TASK BRIEF: Report how many lines in the material below contain the string "tree", matching case exactly, and give only that number.

══ RECORDS TO USE ══

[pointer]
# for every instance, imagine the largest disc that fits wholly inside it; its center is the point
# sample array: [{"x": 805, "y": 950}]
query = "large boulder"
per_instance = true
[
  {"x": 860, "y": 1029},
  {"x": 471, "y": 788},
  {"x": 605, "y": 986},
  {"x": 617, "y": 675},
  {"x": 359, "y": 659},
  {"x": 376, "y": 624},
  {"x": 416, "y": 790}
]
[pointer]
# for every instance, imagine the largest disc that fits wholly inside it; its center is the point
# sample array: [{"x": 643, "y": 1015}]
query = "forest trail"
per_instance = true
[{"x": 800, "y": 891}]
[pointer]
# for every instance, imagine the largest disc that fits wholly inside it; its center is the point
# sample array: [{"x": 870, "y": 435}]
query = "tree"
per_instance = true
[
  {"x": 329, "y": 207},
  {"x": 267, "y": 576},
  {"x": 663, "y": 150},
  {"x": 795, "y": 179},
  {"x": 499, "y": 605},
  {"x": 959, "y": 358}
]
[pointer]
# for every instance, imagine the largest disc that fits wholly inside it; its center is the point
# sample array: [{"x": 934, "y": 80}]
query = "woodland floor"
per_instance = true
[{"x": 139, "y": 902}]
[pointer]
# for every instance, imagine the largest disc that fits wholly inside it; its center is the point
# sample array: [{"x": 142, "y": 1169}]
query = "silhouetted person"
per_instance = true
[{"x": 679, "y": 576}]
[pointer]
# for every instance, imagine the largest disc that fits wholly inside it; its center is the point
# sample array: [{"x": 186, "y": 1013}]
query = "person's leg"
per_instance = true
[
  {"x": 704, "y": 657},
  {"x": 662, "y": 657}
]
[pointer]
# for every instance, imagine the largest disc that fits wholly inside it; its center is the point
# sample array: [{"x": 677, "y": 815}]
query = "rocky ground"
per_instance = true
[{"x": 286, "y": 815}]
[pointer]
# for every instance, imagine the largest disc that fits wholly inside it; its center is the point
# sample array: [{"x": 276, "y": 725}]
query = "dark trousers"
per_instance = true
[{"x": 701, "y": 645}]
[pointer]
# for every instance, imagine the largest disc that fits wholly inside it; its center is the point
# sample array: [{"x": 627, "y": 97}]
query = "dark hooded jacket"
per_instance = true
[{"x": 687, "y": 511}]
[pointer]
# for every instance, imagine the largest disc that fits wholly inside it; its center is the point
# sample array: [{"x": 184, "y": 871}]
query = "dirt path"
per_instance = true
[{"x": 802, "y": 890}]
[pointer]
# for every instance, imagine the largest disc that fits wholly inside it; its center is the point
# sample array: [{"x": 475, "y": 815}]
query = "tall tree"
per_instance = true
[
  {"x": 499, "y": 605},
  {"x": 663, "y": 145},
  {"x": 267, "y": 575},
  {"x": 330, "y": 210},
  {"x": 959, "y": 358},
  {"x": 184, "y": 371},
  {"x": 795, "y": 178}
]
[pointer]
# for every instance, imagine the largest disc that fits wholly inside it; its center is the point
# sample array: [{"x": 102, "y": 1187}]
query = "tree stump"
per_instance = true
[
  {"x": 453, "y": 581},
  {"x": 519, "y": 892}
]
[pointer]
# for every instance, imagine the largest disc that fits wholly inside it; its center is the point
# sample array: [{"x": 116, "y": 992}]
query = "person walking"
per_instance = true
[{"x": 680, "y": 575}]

═══

SOLUTION TO THIS PROBLEM: 3